Material shown
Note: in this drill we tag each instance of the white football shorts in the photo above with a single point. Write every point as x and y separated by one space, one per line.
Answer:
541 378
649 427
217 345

Task prompt
Could you format every line of the listing above as a JSON list of strings, one string per line, with any blank lines left out?

Solution to this problem
[
  "Note: in this drill we tag each instance of the white football shorts in the photo above with a single point. Write every point as x and y separated by one space, one per line.",
  "Answer:",
  "541 378",
  "649 427",
  "217 345"
]